Agreement to Sell and Purchase the Offered Securities; Placement
Agent.
1.1 Upon
the terms and subject to the conditions hereinafter set forth, at
the Closing (as defined in Section 2 below), the Company will sell
to the Investor, and the Investor will purchase from the Company,
the number of shares of Common Stock and the number of Warrants set
forth on Schedule I of this Agreement below such Investor’s
name at the purchase price set forth therein.
1.2 The
Company has entered into a Placement Agency Agreement (the
“Placement Agency Agreement”) dated the date hereof
with Merriman Curhan Ford & Co. in its capacity as Placement
Agent for the Offering (the “Placement Agent”), and the
Company has agreed to pay the Placement Agent a fee in respect of
the sale of the Common Stock and Warrants.
2.
Delivery of the Shares at Closing . The
completion of the purchase and sale of the Offered Securities (the
“Closing”) shall take place at a place and time (the
“Closing Date”) to be specified by the Company and the
Placement Agent, in accordance with Rule 15c6-1 promulgated under
the Securities Exchange Act of 1934, as amended (the
“Exchange Act”).
The Company’s obligation to issue
and sell the Offered Securities at Closing to the Investor shall be
subject to the accuracy of the representations and warranties made
by the Investor and the fulfillment of those undertakings of the
Investor to be fulfilled prior to the Closing.
The Investor’s obligation to
purchase the Offered Securities shall be subject to the condition
that the Placement Agent shall not have (a) terminated the
Placement Agency Agreement pursuant to the terms thereof or (b)
determined that the conditions to closing in the Placement Agency
Agreement have not been satisfied.

···

Short exercise 1:
Rewrite the passage of the securities agreement text that begins at the words "The Company’s obligation" and stops after "not been satisfied.", replacing "undertakings" with "commitments".
Short exercise 2:
Extend the securities agreement text with a few more sentences that pick up after its final clause.

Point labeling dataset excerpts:

···

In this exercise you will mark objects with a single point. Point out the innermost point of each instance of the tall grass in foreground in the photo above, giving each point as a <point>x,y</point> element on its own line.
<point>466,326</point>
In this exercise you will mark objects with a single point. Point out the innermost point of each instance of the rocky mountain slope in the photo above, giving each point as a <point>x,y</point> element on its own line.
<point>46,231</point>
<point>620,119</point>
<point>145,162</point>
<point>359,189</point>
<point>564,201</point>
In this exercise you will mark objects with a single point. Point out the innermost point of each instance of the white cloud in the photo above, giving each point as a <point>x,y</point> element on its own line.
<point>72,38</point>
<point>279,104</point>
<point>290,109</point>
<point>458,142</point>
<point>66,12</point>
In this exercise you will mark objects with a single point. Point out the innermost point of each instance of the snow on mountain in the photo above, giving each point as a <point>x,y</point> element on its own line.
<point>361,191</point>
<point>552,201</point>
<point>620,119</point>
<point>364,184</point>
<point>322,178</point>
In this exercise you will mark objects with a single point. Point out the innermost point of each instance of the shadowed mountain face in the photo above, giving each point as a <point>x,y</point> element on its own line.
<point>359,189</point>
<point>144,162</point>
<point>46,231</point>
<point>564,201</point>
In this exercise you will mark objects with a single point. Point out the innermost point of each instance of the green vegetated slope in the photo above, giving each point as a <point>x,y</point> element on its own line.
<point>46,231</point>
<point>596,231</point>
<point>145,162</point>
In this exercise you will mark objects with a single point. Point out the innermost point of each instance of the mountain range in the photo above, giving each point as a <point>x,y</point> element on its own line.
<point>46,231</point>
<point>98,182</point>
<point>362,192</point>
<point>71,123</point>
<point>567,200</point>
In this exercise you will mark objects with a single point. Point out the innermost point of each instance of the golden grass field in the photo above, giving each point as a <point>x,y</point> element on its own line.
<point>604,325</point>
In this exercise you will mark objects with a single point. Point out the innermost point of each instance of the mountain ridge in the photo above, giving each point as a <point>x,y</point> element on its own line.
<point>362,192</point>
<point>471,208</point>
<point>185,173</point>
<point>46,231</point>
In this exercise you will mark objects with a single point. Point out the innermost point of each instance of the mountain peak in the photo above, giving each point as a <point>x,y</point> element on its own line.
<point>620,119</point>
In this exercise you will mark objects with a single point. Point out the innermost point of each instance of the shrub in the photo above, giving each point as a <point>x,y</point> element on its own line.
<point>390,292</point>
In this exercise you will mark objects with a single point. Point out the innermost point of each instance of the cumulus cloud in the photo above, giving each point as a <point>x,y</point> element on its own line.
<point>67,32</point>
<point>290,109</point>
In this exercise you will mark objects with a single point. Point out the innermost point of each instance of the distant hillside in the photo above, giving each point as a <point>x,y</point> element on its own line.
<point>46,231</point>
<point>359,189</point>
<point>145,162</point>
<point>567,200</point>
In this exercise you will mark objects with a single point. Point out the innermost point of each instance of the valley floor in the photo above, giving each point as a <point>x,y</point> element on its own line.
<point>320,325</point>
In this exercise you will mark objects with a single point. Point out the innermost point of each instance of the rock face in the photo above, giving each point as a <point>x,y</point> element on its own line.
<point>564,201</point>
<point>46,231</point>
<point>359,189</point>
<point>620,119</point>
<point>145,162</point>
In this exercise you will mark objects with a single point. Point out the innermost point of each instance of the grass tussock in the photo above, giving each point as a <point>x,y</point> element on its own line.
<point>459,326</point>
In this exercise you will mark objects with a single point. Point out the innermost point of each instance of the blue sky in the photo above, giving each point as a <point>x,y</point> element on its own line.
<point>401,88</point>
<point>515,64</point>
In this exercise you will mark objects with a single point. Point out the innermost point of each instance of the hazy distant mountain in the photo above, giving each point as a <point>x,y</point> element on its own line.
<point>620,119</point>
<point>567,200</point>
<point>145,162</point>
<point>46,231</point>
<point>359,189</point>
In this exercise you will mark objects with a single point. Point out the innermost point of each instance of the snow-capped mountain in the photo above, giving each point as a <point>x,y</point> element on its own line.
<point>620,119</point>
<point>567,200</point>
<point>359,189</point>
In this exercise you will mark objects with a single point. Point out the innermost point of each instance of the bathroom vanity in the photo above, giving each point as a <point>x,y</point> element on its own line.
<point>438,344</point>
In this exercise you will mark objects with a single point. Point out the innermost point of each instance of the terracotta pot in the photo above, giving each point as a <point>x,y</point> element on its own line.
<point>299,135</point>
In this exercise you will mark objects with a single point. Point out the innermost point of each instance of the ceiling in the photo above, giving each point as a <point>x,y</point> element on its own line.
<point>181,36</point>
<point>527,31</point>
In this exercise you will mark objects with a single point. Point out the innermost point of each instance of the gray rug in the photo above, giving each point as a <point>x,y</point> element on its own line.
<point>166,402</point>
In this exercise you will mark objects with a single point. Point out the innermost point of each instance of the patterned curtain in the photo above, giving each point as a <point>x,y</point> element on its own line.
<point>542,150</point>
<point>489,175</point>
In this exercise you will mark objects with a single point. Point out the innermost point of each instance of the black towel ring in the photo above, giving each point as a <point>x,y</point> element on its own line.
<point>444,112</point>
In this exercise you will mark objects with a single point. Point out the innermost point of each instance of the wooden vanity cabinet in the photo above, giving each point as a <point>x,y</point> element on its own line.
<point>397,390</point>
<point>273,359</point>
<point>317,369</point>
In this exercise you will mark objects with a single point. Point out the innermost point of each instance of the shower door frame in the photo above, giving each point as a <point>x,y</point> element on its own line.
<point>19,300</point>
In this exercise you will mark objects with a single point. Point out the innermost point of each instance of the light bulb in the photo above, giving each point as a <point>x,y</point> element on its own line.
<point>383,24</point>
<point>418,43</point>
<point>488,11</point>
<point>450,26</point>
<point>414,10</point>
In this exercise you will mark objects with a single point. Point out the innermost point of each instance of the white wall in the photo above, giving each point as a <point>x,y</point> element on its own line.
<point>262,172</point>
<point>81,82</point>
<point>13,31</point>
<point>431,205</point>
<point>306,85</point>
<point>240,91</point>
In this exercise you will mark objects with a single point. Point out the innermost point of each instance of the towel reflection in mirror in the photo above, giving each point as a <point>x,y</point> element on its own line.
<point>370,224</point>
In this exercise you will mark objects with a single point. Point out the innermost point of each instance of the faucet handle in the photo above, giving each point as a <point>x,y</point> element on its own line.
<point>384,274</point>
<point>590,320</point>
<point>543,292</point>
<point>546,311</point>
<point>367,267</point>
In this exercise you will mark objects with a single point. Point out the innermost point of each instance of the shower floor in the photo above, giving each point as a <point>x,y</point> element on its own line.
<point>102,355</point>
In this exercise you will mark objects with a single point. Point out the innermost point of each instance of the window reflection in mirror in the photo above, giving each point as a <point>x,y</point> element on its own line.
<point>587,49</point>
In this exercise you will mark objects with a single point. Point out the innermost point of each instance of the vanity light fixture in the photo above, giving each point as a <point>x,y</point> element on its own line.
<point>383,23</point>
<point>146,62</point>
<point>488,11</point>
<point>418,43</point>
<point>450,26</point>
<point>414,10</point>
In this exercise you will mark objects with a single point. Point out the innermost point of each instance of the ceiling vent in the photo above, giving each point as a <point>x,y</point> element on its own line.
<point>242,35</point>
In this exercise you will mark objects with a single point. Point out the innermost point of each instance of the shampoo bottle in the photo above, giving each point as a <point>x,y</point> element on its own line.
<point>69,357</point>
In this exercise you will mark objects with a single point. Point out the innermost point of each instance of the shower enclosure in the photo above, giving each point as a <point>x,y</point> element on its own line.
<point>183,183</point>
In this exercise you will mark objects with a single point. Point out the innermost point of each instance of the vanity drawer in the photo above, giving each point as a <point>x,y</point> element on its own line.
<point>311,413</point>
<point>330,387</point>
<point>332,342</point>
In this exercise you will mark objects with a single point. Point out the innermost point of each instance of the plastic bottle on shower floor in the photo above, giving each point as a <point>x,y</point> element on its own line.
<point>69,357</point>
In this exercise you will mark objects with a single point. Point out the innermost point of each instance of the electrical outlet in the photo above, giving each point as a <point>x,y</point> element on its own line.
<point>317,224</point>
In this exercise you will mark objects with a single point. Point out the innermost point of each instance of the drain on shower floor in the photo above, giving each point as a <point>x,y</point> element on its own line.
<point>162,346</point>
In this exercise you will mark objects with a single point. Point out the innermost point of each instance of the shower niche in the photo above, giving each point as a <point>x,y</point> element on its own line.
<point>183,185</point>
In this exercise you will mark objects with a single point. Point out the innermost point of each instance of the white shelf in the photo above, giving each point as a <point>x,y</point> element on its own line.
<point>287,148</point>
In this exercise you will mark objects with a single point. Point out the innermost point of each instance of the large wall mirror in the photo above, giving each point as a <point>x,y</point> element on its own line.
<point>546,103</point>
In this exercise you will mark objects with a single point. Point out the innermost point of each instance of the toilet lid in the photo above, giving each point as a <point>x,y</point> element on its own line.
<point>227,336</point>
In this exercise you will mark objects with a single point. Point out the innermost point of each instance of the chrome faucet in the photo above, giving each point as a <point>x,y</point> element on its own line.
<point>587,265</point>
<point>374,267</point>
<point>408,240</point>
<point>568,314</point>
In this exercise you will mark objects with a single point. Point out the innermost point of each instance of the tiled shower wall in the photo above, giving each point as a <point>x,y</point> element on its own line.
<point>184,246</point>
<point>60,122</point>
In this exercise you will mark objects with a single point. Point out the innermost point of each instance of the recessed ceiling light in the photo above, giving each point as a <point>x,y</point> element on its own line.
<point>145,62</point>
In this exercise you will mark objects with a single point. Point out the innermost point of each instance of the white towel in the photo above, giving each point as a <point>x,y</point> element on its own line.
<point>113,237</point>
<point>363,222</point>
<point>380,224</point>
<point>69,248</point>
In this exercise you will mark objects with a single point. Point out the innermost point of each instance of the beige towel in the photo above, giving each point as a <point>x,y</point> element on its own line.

···

Response 1:
The Company’s obligation to issue
and sell the Offered Securities at Closing to the Investor shall be
subject to the accuracy of the representations and warranties made
by the Investor and the fulfillment of those commitments of the
Investor to be fulfilled prior to the Closing.
The Investor’s obligation to
purchase the Offered Securities shall be subject to the condition
that the Placement Agent shall not have (a) terminated the
Placement Agency Agreement pursuant to the terms thereof or (b)
determined that the conditions to closing in the Placement Agency
Agreement have not been satisfied.

Response 2:
Prior to the Closing, the Investor shall
remit by wire transfer the amount of funds equal to the aggregate
purchase price for the Units being purchased by the Investor to an
account designated by the Placement Agent. Such funds
shall be held in escrow (without interest) until the Closing and
delivered by the Placement Agent (net of any commissions and
expense reimbursements payable to the Placement Agent pursuant to
the Placement Agency Agreement) on behalf of the Investors to the
Company upon the satisfaction, in the sole judgment of the
Placement Agent, of the conditions set forth in the foregoing
paragraph.
At the Closing, payment shall be made by,
or on behalf of, the Investor by release of funds by the Placement
Agent and the Company shall (a) deliver the Offered Shares
purchased by the Investor to the Investor through DTC directly to
the account(s) of the applicable DTC Holder as set forth on Annex
II and (b) deliver the Warrants to the Investors at the address set
forth on Annex II.
3.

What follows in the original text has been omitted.